> _Task goal_:
List each line of the data that holds the string "below", please.

[[ Entries provided open ]]

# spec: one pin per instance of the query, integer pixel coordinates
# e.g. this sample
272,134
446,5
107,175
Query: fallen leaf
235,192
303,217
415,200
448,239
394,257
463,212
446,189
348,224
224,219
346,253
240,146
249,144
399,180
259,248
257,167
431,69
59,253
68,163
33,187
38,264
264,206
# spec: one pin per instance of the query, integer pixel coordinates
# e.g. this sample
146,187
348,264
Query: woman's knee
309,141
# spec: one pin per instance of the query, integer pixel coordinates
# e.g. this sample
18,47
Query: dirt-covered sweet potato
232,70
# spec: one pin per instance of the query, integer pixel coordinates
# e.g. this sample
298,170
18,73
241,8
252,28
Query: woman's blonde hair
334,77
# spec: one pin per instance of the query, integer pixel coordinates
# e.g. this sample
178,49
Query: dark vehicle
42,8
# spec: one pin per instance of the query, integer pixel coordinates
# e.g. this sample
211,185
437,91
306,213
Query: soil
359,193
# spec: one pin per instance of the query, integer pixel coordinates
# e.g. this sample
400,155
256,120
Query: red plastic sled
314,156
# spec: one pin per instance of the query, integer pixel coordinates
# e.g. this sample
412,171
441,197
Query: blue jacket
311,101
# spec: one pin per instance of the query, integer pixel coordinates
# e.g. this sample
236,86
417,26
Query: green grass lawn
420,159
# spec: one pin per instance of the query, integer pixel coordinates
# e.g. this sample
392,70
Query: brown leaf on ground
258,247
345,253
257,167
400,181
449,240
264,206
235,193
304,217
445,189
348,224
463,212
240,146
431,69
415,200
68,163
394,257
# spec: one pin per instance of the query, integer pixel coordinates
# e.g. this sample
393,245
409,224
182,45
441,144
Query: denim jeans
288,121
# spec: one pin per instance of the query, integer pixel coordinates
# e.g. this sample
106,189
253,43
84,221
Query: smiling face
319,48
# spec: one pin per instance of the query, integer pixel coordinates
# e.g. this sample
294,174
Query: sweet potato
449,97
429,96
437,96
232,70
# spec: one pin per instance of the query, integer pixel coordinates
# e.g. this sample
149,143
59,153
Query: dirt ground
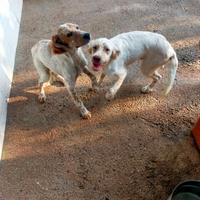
134,147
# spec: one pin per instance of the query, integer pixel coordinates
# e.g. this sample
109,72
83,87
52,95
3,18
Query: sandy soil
135,147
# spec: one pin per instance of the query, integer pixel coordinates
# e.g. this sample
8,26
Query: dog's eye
69,34
107,50
95,47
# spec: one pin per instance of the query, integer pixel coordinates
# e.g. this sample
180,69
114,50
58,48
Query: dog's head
69,36
102,53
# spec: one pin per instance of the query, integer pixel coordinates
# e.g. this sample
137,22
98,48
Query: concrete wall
10,15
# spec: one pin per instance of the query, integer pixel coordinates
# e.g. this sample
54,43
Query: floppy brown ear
54,38
115,54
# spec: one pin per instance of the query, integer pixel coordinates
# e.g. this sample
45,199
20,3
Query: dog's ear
115,54
54,38
89,49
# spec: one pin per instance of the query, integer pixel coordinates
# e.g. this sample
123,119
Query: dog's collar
59,48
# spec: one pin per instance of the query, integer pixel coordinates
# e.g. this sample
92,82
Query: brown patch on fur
115,53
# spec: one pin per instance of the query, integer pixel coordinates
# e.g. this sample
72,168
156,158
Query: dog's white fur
115,54
65,66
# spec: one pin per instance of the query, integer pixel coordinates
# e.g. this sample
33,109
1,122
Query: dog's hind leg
149,88
44,76
149,68
85,114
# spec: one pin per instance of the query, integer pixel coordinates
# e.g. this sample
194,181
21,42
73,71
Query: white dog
112,56
61,58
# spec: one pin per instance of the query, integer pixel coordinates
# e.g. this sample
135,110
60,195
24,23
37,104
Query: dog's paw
95,88
41,98
146,89
109,96
86,115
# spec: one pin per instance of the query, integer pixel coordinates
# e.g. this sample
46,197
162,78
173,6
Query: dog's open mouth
96,66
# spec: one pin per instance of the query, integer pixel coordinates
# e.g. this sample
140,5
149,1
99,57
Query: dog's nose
96,59
86,36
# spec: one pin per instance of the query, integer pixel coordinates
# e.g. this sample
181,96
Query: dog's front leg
113,90
92,77
85,114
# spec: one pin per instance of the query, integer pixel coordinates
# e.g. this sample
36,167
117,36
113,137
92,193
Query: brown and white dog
63,59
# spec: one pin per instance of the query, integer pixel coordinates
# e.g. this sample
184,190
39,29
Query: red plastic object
196,133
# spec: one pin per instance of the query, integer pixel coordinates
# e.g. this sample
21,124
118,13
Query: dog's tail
173,65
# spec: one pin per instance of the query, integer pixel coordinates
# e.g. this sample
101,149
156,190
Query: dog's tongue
96,66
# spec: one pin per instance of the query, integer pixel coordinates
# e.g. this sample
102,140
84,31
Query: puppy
62,58
112,56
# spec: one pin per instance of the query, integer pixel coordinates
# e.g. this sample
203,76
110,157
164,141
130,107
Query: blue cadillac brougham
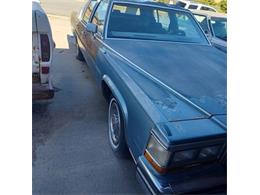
166,88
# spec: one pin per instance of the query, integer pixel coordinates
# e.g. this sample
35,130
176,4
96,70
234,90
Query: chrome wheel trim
114,123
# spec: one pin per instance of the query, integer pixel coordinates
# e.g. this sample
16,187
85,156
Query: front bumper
209,179
42,91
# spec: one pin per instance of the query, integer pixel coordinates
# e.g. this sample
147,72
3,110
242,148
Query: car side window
100,15
89,10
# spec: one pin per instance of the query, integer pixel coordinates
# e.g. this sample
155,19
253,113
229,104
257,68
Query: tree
223,6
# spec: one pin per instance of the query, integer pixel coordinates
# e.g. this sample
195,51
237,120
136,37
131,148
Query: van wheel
116,129
79,55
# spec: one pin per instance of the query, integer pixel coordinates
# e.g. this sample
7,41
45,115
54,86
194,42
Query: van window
89,10
100,15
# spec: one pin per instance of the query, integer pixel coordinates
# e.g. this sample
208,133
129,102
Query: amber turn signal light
159,169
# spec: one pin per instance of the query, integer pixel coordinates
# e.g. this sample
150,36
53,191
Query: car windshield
202,20
219,26
153,23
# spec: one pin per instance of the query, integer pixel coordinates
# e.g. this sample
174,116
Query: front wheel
116,131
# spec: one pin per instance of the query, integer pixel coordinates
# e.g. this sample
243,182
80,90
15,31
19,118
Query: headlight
186,155
156,154
209,152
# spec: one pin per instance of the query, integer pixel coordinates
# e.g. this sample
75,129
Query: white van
194,6
42,51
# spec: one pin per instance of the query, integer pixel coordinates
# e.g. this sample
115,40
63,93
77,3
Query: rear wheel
79,54
116,129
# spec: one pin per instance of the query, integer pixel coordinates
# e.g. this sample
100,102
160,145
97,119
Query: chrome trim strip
145,181
157,80
131,153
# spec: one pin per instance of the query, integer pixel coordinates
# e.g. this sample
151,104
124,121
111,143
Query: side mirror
91,27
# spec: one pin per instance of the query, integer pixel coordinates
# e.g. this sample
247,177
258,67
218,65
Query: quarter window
89,10
207,9
192,6
100,15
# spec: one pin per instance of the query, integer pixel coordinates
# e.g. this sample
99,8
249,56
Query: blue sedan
166,90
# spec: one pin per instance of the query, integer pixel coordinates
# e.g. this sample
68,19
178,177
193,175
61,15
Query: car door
95,40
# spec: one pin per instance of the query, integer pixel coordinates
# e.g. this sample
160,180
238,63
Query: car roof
209,13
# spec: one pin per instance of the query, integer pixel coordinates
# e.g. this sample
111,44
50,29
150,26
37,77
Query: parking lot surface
71,152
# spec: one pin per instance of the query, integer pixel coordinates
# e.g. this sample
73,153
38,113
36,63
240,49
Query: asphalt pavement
71,152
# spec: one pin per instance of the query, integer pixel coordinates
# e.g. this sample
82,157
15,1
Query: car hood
197,72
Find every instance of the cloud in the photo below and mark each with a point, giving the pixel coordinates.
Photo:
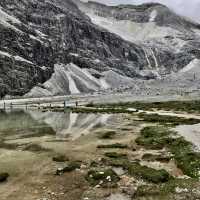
(188, 8)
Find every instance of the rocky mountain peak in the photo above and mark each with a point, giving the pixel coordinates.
(56, 47)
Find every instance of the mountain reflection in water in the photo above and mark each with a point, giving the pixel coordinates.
(21, 124)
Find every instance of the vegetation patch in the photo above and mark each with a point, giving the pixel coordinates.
(159, 158)
(184, 106)
(159, 137)
(60, 158)
(99, 110)
(71, 166)
(3, 177)
(154, 137)
(107, 134)
(113, 146)
(115, 155)
(8, 146)
(164, 119)
(168, 189)
(147, 173)
(35, 148)
(103, 177)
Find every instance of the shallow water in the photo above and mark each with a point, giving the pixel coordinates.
(191, 133)
(27, 124)
(118, 197)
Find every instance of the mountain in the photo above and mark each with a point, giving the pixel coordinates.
(56, 47)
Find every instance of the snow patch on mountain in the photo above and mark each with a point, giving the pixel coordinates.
(69, 79)
(153, 16)
(191, 66)
(17, 58)
(6, 20)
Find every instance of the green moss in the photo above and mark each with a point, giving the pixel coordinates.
(113, 146)
(71, 166)
(184, 106)
(8, 146)
(103, 177)
(99, 110)
(60, 158)
(155, 137)
(106, 134)
(147, 173)
(166, 190)
(160, 158)
(3, 177)
(164, 119)
(115, 155)
(36, 148)
(159, 137)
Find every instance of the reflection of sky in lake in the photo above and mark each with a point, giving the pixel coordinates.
(21, 124)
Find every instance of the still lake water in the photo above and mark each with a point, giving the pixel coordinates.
(26, 124)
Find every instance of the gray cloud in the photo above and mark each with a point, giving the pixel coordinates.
(188, 8)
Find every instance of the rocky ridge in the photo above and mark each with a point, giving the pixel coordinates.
(58, 47)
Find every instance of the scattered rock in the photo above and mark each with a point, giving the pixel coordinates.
(60, 158)
(3, 177)
(71, 166)
(102, 178)
(115, 155)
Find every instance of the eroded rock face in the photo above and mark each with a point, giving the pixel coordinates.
(36, 35)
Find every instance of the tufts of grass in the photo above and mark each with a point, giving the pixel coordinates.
(154, 137)
(147, 173)
(113, 146)
(36, 148)
(115, 155)
(60, 158)
(184, 106)
(159, 158)
(3, 177)
(103, 177)
(164, 119)
(107, 134)
(71, 166)
(160, 137)
(167, 190)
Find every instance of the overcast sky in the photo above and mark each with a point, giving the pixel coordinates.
(189, 8)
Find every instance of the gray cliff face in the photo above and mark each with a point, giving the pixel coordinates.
(48, 32)
(41, 39)
(169, 41)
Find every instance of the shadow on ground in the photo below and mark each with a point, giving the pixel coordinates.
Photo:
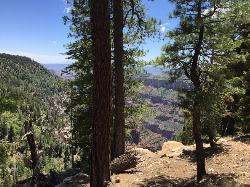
(243, 139)
(212, 180)
(209, 152)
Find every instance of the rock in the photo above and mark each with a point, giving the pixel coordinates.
(117, 180)
(171, 147)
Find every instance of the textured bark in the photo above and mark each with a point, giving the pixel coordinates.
(196, 114)
(200, 156)
(119, 122)
(100, 20)
(32, 145)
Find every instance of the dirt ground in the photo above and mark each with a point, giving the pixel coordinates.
(175, 165)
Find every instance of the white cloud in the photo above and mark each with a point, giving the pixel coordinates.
(68, 9)
(53, 42)
(41, 58)
(163, 27)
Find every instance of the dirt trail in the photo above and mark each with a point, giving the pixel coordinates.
(174, 165)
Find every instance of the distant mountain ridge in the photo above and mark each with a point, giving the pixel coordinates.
(27, 79)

[[ Entries provided closed ]]

> _Response_:
Find every instance of the cloud in the photo below and mark each with a point, giving the pixel coordinates.
Find every instance of the shadow on ground in the photo below and mark each with a point, giving the pixel coordinates.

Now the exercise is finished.